Stored data
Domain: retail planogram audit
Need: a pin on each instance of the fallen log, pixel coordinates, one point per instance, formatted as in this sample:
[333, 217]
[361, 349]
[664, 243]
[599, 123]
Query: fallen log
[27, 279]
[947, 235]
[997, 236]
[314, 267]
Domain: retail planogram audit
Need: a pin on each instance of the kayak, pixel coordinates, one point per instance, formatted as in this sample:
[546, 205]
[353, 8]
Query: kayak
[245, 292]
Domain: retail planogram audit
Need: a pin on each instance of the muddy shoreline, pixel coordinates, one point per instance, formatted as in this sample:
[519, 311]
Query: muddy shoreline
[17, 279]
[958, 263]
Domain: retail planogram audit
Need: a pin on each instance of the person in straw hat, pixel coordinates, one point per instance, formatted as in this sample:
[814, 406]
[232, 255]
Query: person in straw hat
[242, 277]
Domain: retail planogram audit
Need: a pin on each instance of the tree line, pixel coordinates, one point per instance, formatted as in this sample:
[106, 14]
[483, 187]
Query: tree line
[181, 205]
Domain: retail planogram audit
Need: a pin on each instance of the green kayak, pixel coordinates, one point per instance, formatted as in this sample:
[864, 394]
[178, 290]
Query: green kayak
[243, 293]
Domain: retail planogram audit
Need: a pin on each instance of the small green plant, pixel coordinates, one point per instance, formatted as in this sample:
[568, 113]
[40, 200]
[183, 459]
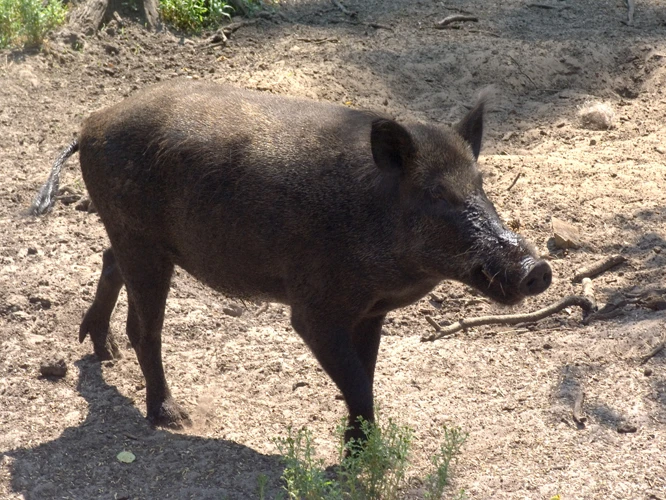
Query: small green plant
[376, 467]
[304, 476]
[449, 450]
[191, 16]
[26, 22]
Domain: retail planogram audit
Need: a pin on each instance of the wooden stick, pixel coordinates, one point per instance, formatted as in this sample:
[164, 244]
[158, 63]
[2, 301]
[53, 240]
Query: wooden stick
[343, 9]
[455, 18]
[578, 415]
[630, 11]
[514, 181]
[511, 319]
[588, 291]
[598, 267]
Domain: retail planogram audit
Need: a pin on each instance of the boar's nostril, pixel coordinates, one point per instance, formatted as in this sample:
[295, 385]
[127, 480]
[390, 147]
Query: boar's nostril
[537, 279]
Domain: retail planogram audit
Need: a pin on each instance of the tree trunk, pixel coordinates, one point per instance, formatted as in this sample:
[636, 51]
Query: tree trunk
[88, 16]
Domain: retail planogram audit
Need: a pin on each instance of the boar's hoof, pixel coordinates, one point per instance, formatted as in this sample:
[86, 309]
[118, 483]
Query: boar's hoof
[108, 349]
[104, 344]
[169, 415]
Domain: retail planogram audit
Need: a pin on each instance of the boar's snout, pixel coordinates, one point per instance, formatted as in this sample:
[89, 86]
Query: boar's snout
[537, 279]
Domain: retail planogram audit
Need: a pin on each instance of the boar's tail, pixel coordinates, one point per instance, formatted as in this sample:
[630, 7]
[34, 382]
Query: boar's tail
[46, 197]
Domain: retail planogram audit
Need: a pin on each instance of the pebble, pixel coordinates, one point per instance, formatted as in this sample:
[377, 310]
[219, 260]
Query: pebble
[233, 310]
[565, 234]
[54, 367]
[626, 428]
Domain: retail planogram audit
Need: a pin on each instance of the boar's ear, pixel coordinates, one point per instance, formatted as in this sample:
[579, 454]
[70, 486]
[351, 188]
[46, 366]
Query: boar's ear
[471, 127]
[392, 146]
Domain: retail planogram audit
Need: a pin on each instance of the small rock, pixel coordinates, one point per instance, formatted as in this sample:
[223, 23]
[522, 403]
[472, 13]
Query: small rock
[15, 303]
[626, 428]
[85, 205]
[597, 116]
[42, 302]
[53, 367]
[299, 384]
[233, 310]
[111, 49]
[653, 300]
[565, 234]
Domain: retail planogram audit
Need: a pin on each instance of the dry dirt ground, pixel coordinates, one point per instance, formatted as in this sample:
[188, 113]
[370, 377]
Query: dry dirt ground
[246, 378]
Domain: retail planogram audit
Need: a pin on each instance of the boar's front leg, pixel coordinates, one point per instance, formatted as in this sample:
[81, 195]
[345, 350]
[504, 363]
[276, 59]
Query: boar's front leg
[96, 320]
[347, 356]
[147, 274]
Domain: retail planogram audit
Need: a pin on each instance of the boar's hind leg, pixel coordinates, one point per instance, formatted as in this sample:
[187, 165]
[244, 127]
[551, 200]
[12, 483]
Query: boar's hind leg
[147, 276]
[96, 321]
[366, 338]
[342, 360]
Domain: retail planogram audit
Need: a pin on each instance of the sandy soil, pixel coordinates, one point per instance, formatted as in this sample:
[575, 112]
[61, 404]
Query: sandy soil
[245, 379]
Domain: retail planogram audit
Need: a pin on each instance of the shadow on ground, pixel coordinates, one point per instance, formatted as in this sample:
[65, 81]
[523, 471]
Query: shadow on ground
[82, 462]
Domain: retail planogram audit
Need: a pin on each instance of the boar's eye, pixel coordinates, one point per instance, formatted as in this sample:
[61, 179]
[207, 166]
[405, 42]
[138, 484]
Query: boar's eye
[439, 192]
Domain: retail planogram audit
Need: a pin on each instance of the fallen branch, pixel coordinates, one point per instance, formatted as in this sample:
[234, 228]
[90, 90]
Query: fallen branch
[514, 181]
[578, 415]
[343, 9]
[318, 40]
[630, 12]
[588, 291]
[653, 352]
[455, 18]
[598, 267]
[511, 319]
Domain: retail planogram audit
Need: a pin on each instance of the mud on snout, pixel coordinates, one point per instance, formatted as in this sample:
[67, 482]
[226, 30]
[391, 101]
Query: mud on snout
[506, 268]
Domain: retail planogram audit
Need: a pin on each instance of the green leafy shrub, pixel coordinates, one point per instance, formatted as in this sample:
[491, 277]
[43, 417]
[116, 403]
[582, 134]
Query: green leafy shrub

### HOW TO COMPLETE THIS TASK
Restate the data word for word and exclude every picture.

### TASK OUTPUT
Domain: retail planogram audit
Need: a pin on each instance of the fallen log, pixel coordinates, one point per instance, formatted as in this sample:
[333, 217]
[361, 349]
[664, 243]
[599, 123]
Query: fallen log
[27, 279]
[947, 235]
[997, 236]
[314, 267]
Domain: retail planogram audit
Need: a pin on each instance of the kayak, pixel coordinates, one point per instance, formatted as in this sample:
[546, 205]
[353, 8]
Query: kayak
[245, 292]
Domain: retail planogram audit
Need: a pin on each instance of the muddy shoreline, pixel coordinates, one point per instance, formatted as in this sample:
[519, 311]
Query: muddy shoreline
[17, 279]
[958, 263]
Domain: retail planogram audit
Need: a pin on each instance of the person in straw hat, pixel coordinates, one point per instance, formatted as in this sample:
[814, 406]
[232, 255]
Query: person in straw hat
[242, 277]
Domain: retail planogram audit
Need: a pin on each instance of the tree line, pixel coordinates, one point per instance, formatted as in this sample:
[106, 14]
[483, 187]
Query: tree line
[181, 205]
Domain: retail planogram audit
Need: a pin on each instance of the green kayak, pixel coordinates, one point per instance, formatted as in this sample:
[864, 394]
[178, 290]
Query: green kayak
[243, 293]
Domain: retail planogram audit
Need: a pin on each instance of the small green plant, pixel coordinates, one point per instance, formatted as in this sample:
[568, 113]
[40, 200]
[183, 459]
Query: small green plant
[376, 467]
[304, 476]
[449, 450]
[191, 16]
[26, 22]
Domain: retail planogram audit
Need: a pin on each instance of the wooden stick, pixel coordinates, one point per instance, formatted as in this sample:
[164, 244]
[158, 63]
[2, 301]
[53, 240]
Query: wooden stick
[343, 9]
[455, 18]
[578, 415]
[630, 11]
[514, 181]
[511, 319]
[588, 291]
[598, 267]
Domain: retail planogram audit
Need: a pin on each instance of the boar's nostril, pixel coordinates, one point per instance, formatted as in this sample:
[295, 385]
[127, 480]
[390, 147]
Query: boar's nostril
[537, 279]
Domain: retail planogram audit
Need: a pin on each instance of the tree trunk, pixel coordinates, one point per instance, formatted as in this sample:
[636, 51]
Query: tree trunk
[88, 16]
Domain: retail planogram audit
Need: a pin on each instance of the boar's hoof, pixel coordinates, one point per instance, formatted as in this sample:
[86, 309]
[118, 483]
Query: boar's hoof
[108, 349]
[104, 344]
[169, 415]
Domain: retail planogram audit
Need: a pin on each instance of the boar's snout, pixel coordinates, one point per instance, formatted as in this sample:
[89, 86]
Query: boar's snout
[537, 279]
Domain: retail planogram audit
Need: a pin on each instance of the boar's tail, pixel coordinates, one point per instance, formatted as in this sample:
[630, 7]
[34, 382]
Query: boar's tail
[46, 197]
Domain: retail planogram audit
Need: a pin on each instance of the pebble, pixel coordinates, one point per instance, formatted as in this sample:
[377, 310]
[219, 260]
Query: pebble
[233, 310]
[565, 234]
[54, 367]
[626, 428]
Domain: retail planogram audit
Need: a pin on each instance of the boar's ear, pixel coordinates, one point per instance, formatted as in this sample:
[579, 454]
[70, 486]
[351, 188]
[46, 366]
Query: boar's ear
[471, 127]
[392, 146]
Domain: retail planogram audit
Need: a pin on each instance of the small rock, pixel coordinates, one point per instance, formatted as in this sample:
[223, 23]
[522, 403]
[472, 13]
Query: small rock
[15, 303]
[626, 428]
[85, 205]
[597, 116]
[42, 302]
[53, 367]
[299, 384]
[233, 310]
[111, 49]
[653, 300]
[565, 234]
Domain: retail planogram audit
Need: a pin on each instance of the dry dirt ground, pixel coordinates, one point per instance, formatted as in this sample:
[188, 113]
[370, 377]
Query: dry dirt ground
[246, 378]
Domain: retail planogram audit
Need: a pin on each instance of the boar's front leg, pixel coordinates, one point per instance, formatted as in this sample:
[81, 195]
[345, 350]
[504, 363]
[276, 59]
Query: boar's front leg
[96, 320]
[347, 356]
[147, 274]
Domain: retail planogram audit
Need: a pin on each instance of the boar's hind leg, pixel coordinates, one point per instance, formatted as in this sample:
[187, 165]
[244, 127]
[551, 200]
[12, 483]
Query: boar's hind leg
[147, 276]
[96, 321]
[366, 338]
[342, 360]
Domain: retail planogram audit
Need: a pin on each instance of the sandy soil, pixel coordinates, one point per instance, formatted as in this sample:
[575, 112]
[61, 404]
Query: sandy soil
[245, 379]
Domain: retail planogram audit
Need: a pin on each instance of the shadow on ground, pixel coordinates, one point per instance, formatted as in this sample:
[65, 81]
[523, 471]
Query: shadow on ground
[82, 462]
Domain: retail planogram audit
Need: a pin on each instance of the boar's eye, pixel coordinates, one point per instance, formatted as in this sample:
[61, 179]
[207, 166]
[405, 42]
[138, 484]
Query: boar's eye
[439, 192]
Domain: retail planogram audit
Need: a pin on each instance of the fallen branch, pixel coordinates, one point per instance, formatted as in this sample:
[234, 228]
[90, 90]
Query: fallen branch
[514, 181]
[578, 415]
[343, 9]
[318, 40]
[630, 12]
[588, 291]
[653, 352]
[455, 18]
[598, 267]
[511, 319]
Domain: retail planogram audit
Need: a pin on each instance of the mud on snout, pixel coordinates, one point per instance, formatted as in this sample:
[67, 482]
[226, 30]
[391, 101]
Query: mud on snout
[506, 268]
Domain: retail planogram audit
Need: a pin on each instance of the green leafy shrub, pixel coordinates, one point per instance, formatted as in this sample:
[491, 277]
[43, 417]
[116, 403]
[582, 134]
Query: green leafy shrub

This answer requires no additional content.